-- Source extract --
===============
Hans-Joachim Watzke is the most powerful man in German football.
As chief executive of Borussia Dortmund, vice-chairman of the German Football Association, chair of the Bundesliga’s supervisory board and a member of UEFA’s executive committee, the 64-year-old has been intimately involved with the game’s most contentious topics, from the new Champions League format, to a Super League — Dortmund refused to be party to the initial breakaway attempt in April 2021 — and the Bundesliga controversially selling part of its TV rights income to an outside investor. There is this summer’s European Championship on home soil to take care of, too.
He is a couple of minutes late for this interview with The Athletic at the team’s winter break hotel in Marbella, Spain, because a meeting with national-team sporting director Rudi Voller ran a little over.
Despite juggling so many roles and his beloved Dortmund languishing in fifth place in the league, Watzke appears pretty relaxed – yet, two days after we spoke, he announced that he will step down from the Dortmund CEO role in the autumn of 2025.
This is the transcript of our conversation.
Honigstein: How proud were you that Borussia Dortmund won their Champions League group this season, ahead of state-owned clubs Paris Saint-Germain and Newcastle United, and AC Milan, who are run by an American hedge fund?
Watzke: I don’t know about pride, but I was happy. Unfortunately, we can’t seem to be successful in Europe and in the Bundesliga in the same campaign. When we won the two championships under Jurgen Klopp (in 2010-11 and 2011-12), we got knocked out in the group stages of the Europa and Champions League. The next season, we made it to the (Champions League) final at Wembley, but were 25 points behind Bayern in the (domestic) table. This year, we’ve done well in Europe but are not completely on track in the league. That takes away a bit of the joy.
Honigstein: Dortmund finishing first did show, however, that the peculiar German way of doing things — with clubs controlled by their members, not investors — can enable their clubs to compete. You must have been pleased by that.
Watzke: A few years ago, German clubs simply didn’t do well enough in Europe. Fortunately, we’ve become better.
We don’t have the financial muscle of some clubs, but the German model has advantages. You are more flexible in your decision-making and more united, you can think more strategically and long-term. I see from my dealings with investor-led clubs that they are completely different; you get the sense that their management constantly have to double-check with the owners before they can take decisions. They’re slower.
===============
-- Source data --
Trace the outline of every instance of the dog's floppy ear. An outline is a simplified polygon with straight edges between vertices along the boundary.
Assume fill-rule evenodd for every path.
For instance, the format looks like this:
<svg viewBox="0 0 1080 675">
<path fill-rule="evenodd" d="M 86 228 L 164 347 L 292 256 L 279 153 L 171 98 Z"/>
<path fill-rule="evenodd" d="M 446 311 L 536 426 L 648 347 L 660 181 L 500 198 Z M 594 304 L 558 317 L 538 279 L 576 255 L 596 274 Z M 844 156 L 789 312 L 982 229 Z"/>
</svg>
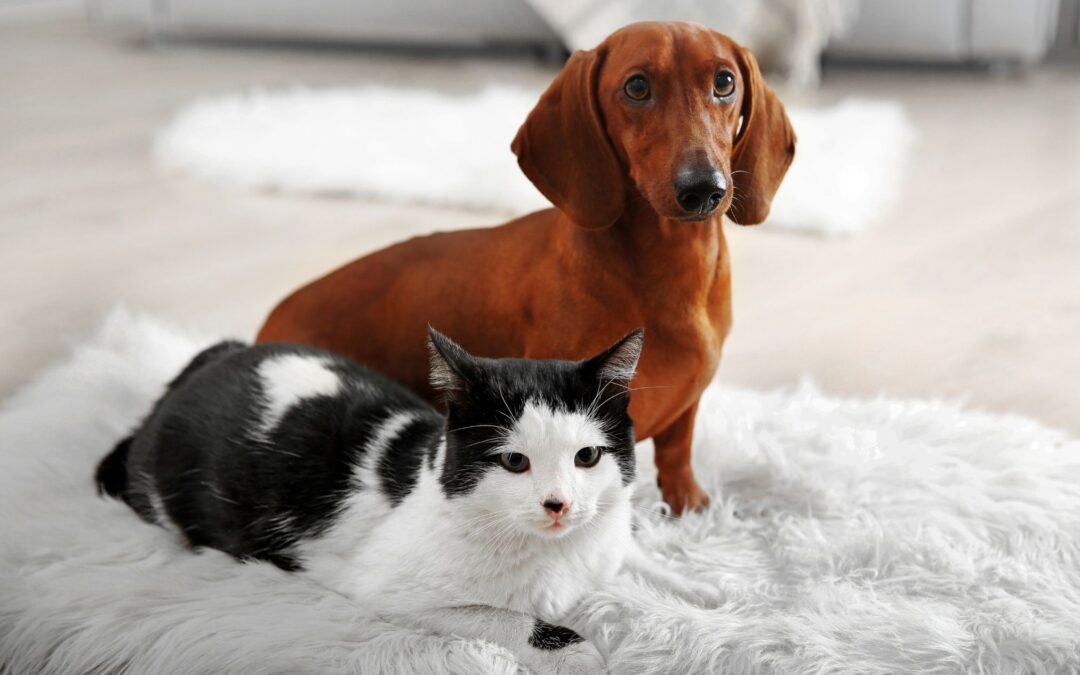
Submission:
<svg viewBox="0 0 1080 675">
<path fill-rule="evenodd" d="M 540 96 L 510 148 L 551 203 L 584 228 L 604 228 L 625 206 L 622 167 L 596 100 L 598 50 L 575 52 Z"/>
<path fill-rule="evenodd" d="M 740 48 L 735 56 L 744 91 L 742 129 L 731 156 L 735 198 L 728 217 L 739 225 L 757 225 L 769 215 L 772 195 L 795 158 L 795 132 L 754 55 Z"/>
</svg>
===============
-- Check your understanding --
1 – Translate this sentence from the Watzke interview into Spanish: "We don’t have the financial muscle of some clubs, but the German model has advantages."
2 – According to the Watzke interview, when will he step down as Dortmund's chief executive?
3 – Please continue the interview with Hans-Joachim Watzke after its last sentence, "They’re slower."

-- Answers for each item --
1 – No tenemos el músculo financiero de algunos clubes, pero el modelo alemán tiene ventajas.

2 – In the autumn of 2025.

3 –
We should not kid ourselves. There’s obviously a clear correlation between financial input and sporting results. But it was nice that we had a chance to knock out PSG (in the Champions League), not the other way around. That was unprecedented. The German way isn’t as old-fashioned as some like to think.
Honigstein: Will the Bundesliga selling eight per cent of their TV rights for about €1billion (£860m, $1.1bn) to an investor for 20 years — a deal that only received the required minimum of 24 votes among the 36 professional clubs and has been opposed by many fan groups — have any impact on the financial gap?
Watzke: The concrete figures, and conditions, are still to be negotiated. But I’m certain that we can make up ground in terms of the international marketing of the league with a deal like that. Can we close the gap between us and a club like Man City or PSG? No chance at all. That’s not the intention, anyway.
Honigstein: So how does it help, exactly?
Watzke: Building streaming offerings and investing in international marketing will help make the Bundesliga more popular and accessible abroad. It helps us to compete financially with the Italians and the Spanish, who have the same problems as us.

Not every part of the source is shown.